=== EXERCISE 1 ===
List the reducing components of exhaust gas that the passage on exhaust gas purifying catalysts names.
=== EXERCISE 2 ===
Continue the passage on exhaust gas purifying catalysts, starting after its final sentence.

=== EXCERPTED PASSAGE ===
1. Field of the Invention
The present invention relates to an exhaust gas purifying catalyst for purifying exhaust gas discharged from an internal combustion engine of, for example, a motor vehicle, and, more particularly, to an exhaust gas purifying catalyst capable of efficiently purifying nitrogen oxides (NOx) by reduction, from exhaust gas that contains an amount of oxygen in excess of the oxygen amount required for complete oxidation of the reducing components of the exhaust gas, such as carbon monoxide (CO), hydrogen gas (H.sub.2), carbon hydride (HC) and the like.
2. Description of the Related Art
Many conventional motor vehicles employ three-way catalyst that purify exhaust gas by simultaneously oxidizing CO and HC and reducing NOx in exhaust gas at a theoretical air-fuel ratio (stoichiometric ratio). In a widely known three-way catalyst of this type, a honeycomb base member formed of, for example, cordierite, carries thereon a catalyst supporting layer formed of .gamma.-alumina, and the catalyst supporting layer supports catalytic noble metals such as platinum (Pt), rhodium (Rh) and the like.
Recently, carbon dioxide (CO.sub.2) in exhaust gas from internal combustion engines of motor vehicles and the like has become an issue in view of protection of global environments. A promising technology for reducing the amount of CO.sub.2 emission from an internal combustion engine is a lean burn system, in which combustion is performed at a lean air-fuel ratio with an excess amount of oxygen. The lean burn system reduces fuel consumption and, therefore, reduces the amount of CO.sub.2 produced by combustion.
Since the conventional three-way catalyst achieve simultaneous oxidation of CO and HC and reduction of NOx in exhaust gas when the air-fuel ratio is substantially the stoichiometric ratio, the conventional three-way catalyst fail to sufficiently remove NOx by reduction in lean-burnt exhaust gas, which contains an excess amount of oxygen. Therefore, there has been a need for development of a catalyst and an exhaust gas purifying system capable of purifying NOx even in an excess-oxygen(lean) atmosphere.

=== INFORMATION GIVEN ===
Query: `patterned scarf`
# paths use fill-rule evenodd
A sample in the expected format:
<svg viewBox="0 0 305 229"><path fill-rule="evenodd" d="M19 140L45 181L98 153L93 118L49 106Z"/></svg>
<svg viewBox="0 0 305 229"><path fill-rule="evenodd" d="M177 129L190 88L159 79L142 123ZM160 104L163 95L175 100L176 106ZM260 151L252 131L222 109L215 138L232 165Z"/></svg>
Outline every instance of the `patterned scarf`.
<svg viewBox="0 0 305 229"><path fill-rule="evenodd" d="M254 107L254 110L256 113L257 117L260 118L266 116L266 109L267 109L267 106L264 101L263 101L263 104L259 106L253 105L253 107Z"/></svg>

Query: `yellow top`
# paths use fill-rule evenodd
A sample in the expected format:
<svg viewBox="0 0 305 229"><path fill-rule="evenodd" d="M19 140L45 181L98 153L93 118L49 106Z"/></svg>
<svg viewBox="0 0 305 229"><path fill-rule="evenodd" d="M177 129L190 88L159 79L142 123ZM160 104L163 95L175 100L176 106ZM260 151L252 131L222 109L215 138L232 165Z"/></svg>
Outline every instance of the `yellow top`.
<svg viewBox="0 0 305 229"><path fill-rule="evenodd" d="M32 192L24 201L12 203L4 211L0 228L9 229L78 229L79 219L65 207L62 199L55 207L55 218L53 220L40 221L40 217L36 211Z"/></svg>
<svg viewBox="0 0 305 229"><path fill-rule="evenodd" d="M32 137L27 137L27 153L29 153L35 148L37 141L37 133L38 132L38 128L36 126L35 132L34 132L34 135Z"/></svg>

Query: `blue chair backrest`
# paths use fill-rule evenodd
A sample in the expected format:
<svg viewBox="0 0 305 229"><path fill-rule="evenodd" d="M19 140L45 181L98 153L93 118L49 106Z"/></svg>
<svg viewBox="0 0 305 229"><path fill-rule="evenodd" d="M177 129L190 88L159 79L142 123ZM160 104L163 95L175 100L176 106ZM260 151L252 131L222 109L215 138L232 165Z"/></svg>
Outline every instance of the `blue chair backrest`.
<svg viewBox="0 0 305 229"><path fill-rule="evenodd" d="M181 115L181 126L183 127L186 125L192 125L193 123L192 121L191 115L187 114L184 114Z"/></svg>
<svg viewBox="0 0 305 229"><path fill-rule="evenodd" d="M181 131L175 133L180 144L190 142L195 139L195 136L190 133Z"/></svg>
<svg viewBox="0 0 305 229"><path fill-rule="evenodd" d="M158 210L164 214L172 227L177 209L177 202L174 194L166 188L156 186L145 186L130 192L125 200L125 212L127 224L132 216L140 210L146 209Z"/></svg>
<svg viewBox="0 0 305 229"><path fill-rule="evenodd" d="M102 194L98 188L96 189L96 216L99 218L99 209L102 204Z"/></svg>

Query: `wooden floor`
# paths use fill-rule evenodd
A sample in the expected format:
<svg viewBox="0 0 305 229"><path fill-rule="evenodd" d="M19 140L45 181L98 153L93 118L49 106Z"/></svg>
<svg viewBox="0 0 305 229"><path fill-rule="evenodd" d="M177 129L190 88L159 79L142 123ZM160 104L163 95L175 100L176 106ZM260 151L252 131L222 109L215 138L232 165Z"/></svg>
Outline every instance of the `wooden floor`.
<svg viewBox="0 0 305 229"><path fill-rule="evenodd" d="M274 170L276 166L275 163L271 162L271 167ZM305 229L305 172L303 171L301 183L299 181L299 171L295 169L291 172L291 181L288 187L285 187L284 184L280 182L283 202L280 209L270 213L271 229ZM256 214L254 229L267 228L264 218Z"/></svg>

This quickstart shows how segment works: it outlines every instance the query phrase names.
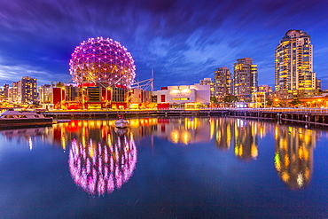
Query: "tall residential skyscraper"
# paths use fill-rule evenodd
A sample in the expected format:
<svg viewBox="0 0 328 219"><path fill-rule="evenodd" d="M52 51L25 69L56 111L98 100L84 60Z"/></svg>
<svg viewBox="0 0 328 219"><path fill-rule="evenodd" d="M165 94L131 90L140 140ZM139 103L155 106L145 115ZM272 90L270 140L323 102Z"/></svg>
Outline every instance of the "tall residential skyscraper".
<svg viewBox="0 0 328 219"><path fill-rule="evenodd" d="M301 30L288 30L275 52L275 90L282 98L308 98L316 90L313 45Z"/></svg>
<svg viewBox="0 0 328 219"><path fill-rule="evenodd" d="M211 97L215 96L214 82L211 78L204 78L203 80L199 80L199 84L200 85L210 85Z"/></svg>
<svg viewBox="0 0 328 219"><path fill-rule="evenodd" d="M12 82L12 101L14 104L21 103L21 81Z"/></svg>
<svg viewBox="0 0 328 219"><path fill-rule="evenodd" d="M253 92L257 91L257 65L250 58L237 59L234 65L234 94L240 100L245 100Z"/></svg>
<svg viewBox="0 0 328 219"><path fill-rule="evenodd" d="M21 103L31 104L37 100L36 79L21 78Z"/></svg>
<svg viewBox="0 0 328 219"><path fill-rule="evenodd" d="M232 74L226 66L218 67L215 71L215 96L222 101L225 96L232 95Z"/></svg>

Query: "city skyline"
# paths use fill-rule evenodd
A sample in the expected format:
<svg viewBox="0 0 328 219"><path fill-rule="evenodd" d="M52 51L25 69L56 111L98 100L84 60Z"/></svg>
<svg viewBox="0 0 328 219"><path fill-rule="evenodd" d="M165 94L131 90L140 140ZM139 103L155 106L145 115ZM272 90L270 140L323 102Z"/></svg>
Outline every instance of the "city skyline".
<svg viewBox="0 0 328 219"><path fill-rule="evenodd" d="M74 49L90 37L110 37L136 61L136 79L155 72L160 86L214 78L216 68L243 58L258 65L259 84L273 86L275 49L289 29L311 36L313 70L328 88L328 24L324 1L134 1L65 4L20 0L2 3L0 79L22 76L67 82Z"/></svg>

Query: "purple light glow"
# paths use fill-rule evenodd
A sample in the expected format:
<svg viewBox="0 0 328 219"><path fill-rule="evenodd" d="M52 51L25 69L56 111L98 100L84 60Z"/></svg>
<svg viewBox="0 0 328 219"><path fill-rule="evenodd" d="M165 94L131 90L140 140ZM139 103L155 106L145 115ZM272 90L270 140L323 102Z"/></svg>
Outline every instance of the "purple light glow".
<svg viewBox="0 0 328 219"><path fill-rule="evenodd" d="M90 195L112 193L132 176L137 163L137 147L133 137L120 135L112 145L94 144L90 139L83 146L72 141L69 170L76 185Z"/></svg>
<svg viewBox="0 0 328 219"><path fill-rule="evenodd" d="M90 38L81 43L72 53L69 65L73 81L78 83L108 83L111 78L119 77L121 84L129 87L136 75L131 54L120 43L108 38ZM90 73L94 76L90 77Z"/></svg>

=== TASK RESULT 1 ===
Carbon monoxide (CO), hydrogen gas (H.sub.2), carbon hydride (HC)

=== TASK RESULT 2 ===
The present applicant proposed in, for example, Japanese Patent Laid-Open No. Hei 5-317652, an exhaust gas purifying catalyst in which an alkaline earth metal, such as barium (Ba) or the like, and platinum (Pt) are supported by a catalyst supporting layer formed of alumina or the like. Using the exhaust gas purifying catalyst, NOx can be efficiently removed from exhaust gas from a lean burn system if the air-fuel ratio is controlled so that the air-fuel ratio shifts from a lean side to a stoichiometric/rich side in a pulsed manner. NOx is adsorbed by the alkaline earth metal (NOx adsorber) on the lean side, and reacts with reducing components, such as HC, CO and the like, on stoichiometric/rich side.
To improve exhaust gas purifying performance, it is necessary to increase the probability of contact of emissions with the catalytic noble metal and the NOx adsorber. For this end, it is a main-stream practice to use active alumina, having a great specific surface area, to form a catalyst support layer. A normally employed base member is a honeycomb base member having a cell concentration of 400 cells/inch.sup.2, for an increased geometric surface area.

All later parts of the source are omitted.